* Reading text
** Start **
Advanced SQL-to-code generator with intelligent auto-selection, multi-engine support, validation, and performance optimization

These details have not been verified by PyPI

Project links

Project description

More SQL Parsing!

Parse SQL into JSON so we can translate it for other datastores!

See changes

Problem Statement

After converting from sql to spark, data engineers need to write the spark code for ETL pipeline instead of using YAML(SQL) which can improve the performance of ETL job, but it still makes the ETL development longer than before.

Then we have one question: can we have a solution which can have both good calculation performance (Spark) and quick to develop (YAML - SQL)?

YES, we have !!!

Objectives

We plan to combine the benefits from Spark and YAML (SQL) to create the platform or library to develop the ETL pipeline.

Project Status

August 2025 - There are over 900 tests with comprehensive coverage. This parser supports advanced SQL features and includes a code validation system with quality scoring, including:

SELECT feature (including SELECT DISTINCT)
FROM feature with table aliases
INNER, LEFT, and RIGHT JOIN features
ON feature for join conditions
WHERE feature with complex conditions
GROUP BY feature with aggregations
HAVING feature for post-aggregation filtering
ORDER BY feature with ASC/DESC sorting
LIMIT feature for result limiting
AGG feature with aggregation functions (SUM, AVG, MAX, MIN, MEAN, COUNT, COLLECT_LIST, COLLECT_SET)
WINDOWS FUNCTION feature with partitioning and ordering
ALIAS NAME feature for tables and columns
WITH STATEMENT feature (Common Table Expressions/CTEs)
SET OPERATIONS feature - UNION, UNION ALL, INTERSECT, EXCEPT
String functions (SPLIT, STRUCT creation)
Complex subqueries and nested operations

Install

pip install databathing

Optional Dependencies

For full functionality:

pip install duckdb      # For DuckDB engine support
pip install sqlparse   # For code validation system

Generating Spark Code

Generate PySpark Code from SQL queries using the Pipeline. Supports complex queries including set operations.

Basic Usage

>>> from databathing import Pipeline
>>> pipeline = Pipeline("SELECT * FROM Test WHERE info = 1")
** End **
* Exercise prompt
Continue the databathing project page from where it stops, carrying on its basic usage section.

* Provided data
** Start **
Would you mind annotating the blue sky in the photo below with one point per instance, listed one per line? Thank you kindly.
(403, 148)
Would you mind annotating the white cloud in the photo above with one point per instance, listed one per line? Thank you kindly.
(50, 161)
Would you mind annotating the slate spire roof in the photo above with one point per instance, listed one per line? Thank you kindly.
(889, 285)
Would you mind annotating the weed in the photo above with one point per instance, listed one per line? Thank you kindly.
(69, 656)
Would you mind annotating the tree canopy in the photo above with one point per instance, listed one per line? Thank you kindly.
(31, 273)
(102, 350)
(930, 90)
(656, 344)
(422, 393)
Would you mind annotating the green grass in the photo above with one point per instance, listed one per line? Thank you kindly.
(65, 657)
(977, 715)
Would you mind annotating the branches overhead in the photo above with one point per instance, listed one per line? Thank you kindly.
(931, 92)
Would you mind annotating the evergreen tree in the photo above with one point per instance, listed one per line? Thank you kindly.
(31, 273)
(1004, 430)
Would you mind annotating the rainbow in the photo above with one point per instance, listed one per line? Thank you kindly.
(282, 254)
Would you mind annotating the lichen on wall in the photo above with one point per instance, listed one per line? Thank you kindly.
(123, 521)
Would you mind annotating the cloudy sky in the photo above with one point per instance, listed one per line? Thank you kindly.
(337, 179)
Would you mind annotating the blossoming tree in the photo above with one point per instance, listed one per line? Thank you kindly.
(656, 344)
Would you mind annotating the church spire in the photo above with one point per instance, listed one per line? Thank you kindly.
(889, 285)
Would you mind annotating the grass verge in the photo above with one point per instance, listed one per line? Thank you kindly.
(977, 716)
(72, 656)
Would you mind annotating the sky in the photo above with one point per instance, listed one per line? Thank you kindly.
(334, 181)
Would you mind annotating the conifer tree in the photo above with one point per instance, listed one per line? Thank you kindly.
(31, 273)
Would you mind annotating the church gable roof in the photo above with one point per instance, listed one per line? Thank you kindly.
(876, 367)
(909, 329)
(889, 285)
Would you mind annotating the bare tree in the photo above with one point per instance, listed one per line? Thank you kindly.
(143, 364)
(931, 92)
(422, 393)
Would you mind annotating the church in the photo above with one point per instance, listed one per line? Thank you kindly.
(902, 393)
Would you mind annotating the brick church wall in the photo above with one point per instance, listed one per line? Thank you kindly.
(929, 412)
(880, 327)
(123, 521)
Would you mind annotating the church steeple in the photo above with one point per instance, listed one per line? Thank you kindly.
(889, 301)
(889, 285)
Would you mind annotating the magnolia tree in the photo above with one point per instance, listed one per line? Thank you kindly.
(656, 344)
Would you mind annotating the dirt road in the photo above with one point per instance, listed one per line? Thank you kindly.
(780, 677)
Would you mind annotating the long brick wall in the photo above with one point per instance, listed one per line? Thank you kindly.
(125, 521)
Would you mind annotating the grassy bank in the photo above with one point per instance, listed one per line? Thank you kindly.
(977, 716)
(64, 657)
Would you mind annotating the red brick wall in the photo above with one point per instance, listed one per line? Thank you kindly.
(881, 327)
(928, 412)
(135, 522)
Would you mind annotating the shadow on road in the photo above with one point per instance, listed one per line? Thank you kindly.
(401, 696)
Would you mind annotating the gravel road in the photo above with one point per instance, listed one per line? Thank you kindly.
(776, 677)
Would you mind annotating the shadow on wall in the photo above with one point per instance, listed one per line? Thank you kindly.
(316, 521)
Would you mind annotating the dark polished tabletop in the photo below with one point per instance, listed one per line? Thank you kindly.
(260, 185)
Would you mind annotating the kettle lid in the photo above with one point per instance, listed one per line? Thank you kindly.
** End **
* Exercise response
>>> result = pipeline.parse()
>>> print(result)
'final_df = Test\\\n.filter("info = 1")\\\n.selectExpr("a","b","c")\n\n'

# With validation (enabled by default)
>>> pipeline = Pipeline("SELECT name FROM users WHERE age > 25", validate=True)
>>> result = pipeline.parse_with_validation()
>>> print(f"Code: {result['code'].strip()}")
>>> print(f"Quality Score: {result['score']}/100 (Grade: {result['grade']})")
'Code: final_df = users.filter("age > 25").selectExpr("name")'
'Quality Score: 97.2/100 (Grade: A)'

Set Operations Example (New in v0.3.0!)

>>> from databathing import Pipeline
>>> sql_query = """
    SELECT customer_id, name FROM active_customers
    UNION ALL
    SELECT customer_id, name FROM inactive_customers
    WHERE status = 'churned'
    ORDER BY name
    LIMIT 100
"""
>>> pipeline = Pipeline(sql_query)
>>> result = pipeline.parse()
>>> print(result)
'final_df = (active_customers\\\n.selectExpr("customer_id","name")).union((inactive_customers\\\n.filter("status = \'churned\'")\\\n.selectExpr("customer_id","name")))\n.orderBy(col("name").asc())\n.limit(100)\n\n'

Supported Set Operations

UNION - Combines results and removes duplicates
UNION ALL - Combines results keeping all records
INTERSECT - Returns only records that exist in both queries
EXCEPT - Returns records from first query that don't exist in second

DuckDB Engine Support (New!)

DataBathing now supports DuckDB as an alternative execution engine alongside PySpark. Generate DuckDB Python code from SQL queries for in-memory columnar processing.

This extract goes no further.